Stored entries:

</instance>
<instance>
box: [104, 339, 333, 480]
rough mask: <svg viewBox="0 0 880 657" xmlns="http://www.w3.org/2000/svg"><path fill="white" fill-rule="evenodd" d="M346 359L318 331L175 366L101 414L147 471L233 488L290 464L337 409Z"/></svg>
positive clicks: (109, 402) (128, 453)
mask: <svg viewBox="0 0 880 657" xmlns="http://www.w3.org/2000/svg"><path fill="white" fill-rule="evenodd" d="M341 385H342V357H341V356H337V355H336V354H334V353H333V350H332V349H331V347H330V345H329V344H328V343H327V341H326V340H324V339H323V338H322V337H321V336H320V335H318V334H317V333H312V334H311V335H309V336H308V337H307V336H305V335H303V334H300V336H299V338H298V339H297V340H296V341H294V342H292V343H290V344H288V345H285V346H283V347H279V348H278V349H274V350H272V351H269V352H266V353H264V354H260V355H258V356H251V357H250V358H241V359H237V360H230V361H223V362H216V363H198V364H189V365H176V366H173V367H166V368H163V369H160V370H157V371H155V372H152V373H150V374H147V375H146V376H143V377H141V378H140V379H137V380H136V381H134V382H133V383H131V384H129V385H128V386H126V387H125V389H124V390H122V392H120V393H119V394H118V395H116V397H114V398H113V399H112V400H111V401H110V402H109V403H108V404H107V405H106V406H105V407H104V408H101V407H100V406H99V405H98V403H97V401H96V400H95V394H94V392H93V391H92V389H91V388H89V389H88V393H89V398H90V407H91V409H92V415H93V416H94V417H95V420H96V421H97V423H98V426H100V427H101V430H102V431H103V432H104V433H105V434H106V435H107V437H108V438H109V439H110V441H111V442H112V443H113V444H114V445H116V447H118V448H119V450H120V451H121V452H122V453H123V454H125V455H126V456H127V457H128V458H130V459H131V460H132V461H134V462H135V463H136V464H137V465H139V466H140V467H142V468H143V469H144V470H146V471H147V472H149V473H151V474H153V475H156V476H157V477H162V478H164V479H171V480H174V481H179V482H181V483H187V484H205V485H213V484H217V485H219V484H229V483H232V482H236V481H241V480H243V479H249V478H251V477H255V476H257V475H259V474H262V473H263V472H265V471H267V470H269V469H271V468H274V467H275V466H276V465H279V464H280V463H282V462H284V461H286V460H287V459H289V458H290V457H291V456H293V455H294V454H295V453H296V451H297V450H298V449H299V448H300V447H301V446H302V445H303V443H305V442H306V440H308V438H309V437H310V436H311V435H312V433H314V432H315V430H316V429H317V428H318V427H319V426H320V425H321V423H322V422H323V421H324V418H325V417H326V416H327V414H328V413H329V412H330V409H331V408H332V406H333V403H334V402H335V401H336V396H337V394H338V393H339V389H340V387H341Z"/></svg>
==
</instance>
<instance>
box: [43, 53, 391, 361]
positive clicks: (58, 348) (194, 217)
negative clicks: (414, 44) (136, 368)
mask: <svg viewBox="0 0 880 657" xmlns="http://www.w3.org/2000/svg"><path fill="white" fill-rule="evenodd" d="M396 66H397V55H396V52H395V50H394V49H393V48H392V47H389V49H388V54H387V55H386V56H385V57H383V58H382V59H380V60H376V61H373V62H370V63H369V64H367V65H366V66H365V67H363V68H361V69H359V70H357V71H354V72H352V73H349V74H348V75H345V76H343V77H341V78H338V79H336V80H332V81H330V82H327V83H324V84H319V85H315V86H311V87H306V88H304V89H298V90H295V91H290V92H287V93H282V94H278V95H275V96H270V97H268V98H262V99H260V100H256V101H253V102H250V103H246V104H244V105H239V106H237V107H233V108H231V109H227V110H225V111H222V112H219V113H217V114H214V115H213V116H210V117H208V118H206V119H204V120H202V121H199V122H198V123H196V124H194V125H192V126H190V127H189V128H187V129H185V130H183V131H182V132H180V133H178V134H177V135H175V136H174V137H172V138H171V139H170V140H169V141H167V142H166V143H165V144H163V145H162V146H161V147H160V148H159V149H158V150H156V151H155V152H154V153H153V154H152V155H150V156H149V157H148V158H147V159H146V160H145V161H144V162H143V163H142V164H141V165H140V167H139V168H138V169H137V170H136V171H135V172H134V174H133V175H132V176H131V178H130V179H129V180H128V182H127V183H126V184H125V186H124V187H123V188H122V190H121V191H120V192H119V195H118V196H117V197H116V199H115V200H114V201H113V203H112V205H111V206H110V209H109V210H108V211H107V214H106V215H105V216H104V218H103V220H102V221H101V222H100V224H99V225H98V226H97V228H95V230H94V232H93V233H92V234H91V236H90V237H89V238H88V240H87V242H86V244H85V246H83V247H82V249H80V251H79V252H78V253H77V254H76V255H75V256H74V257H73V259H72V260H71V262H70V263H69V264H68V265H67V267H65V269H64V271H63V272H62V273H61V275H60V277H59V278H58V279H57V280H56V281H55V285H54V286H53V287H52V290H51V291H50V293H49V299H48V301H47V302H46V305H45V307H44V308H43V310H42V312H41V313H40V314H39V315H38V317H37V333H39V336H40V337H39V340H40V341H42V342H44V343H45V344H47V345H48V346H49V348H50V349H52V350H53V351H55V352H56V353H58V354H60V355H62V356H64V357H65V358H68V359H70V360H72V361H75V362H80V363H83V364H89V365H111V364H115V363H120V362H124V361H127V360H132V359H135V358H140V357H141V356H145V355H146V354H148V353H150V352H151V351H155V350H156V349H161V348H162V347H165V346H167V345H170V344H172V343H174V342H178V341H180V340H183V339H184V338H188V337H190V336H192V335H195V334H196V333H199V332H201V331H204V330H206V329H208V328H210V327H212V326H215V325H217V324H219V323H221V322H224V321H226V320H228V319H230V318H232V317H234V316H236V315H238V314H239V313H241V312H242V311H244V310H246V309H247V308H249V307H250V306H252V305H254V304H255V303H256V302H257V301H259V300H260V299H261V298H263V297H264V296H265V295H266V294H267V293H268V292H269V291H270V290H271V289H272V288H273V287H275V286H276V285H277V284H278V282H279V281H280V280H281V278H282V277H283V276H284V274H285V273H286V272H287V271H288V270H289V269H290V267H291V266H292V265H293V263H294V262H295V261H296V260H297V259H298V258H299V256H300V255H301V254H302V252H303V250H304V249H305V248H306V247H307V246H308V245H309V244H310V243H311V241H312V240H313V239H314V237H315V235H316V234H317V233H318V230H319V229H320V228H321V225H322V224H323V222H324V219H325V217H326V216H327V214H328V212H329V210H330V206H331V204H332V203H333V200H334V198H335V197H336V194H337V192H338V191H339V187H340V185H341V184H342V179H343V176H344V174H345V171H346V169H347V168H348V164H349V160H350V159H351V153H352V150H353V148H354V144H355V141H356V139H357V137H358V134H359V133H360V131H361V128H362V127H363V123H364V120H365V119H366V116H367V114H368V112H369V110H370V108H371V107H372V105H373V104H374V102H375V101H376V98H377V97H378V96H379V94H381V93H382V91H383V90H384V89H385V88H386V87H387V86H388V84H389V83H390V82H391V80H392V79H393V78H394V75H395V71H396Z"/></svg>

Task to complete: Please collect every line of the material above that contains the string "clicks", matching case exactly.

Expected answer:
positive clicks: (109, 402) (128, 453)
positive clicks: (58, 348) (194, 217)
negative clicks: (414, 44) (136, 368)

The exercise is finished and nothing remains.